Please render the items below as a Markdown table with the columns Row and Line, starting at the line that contains "Point to the new" and stopping after the line that contains "[(368, 146)]". Include only those lines, number each one in Row, and leave out blank lines.

◇ ◇ ◇

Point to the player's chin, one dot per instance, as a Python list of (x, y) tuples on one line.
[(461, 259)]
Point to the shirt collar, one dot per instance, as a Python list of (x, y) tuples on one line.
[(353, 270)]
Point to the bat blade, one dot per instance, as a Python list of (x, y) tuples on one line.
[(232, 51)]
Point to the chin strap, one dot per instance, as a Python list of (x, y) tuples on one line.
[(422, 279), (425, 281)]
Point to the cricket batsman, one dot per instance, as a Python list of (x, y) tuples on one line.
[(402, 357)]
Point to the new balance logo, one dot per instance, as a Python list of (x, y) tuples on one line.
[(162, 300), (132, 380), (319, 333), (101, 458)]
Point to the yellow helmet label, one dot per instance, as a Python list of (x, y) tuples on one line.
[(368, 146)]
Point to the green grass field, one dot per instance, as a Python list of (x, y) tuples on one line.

◇ ◇ ◇

OUTPUT FOR THIS TASK =
| Row | Line |
|---|---|
| 1 | Point to the new balance logo, one dot per instance, as a Python list of (x, y) tuples on one line. |
| 2 | [(162, 300), (132, 380), (319, 333), (101, 458)] |
| 3 | Point to the yellow helmet label, one dot per instance, as a Python list of (x, y) tuples on one line. |
| 4 | [(368, 146)] |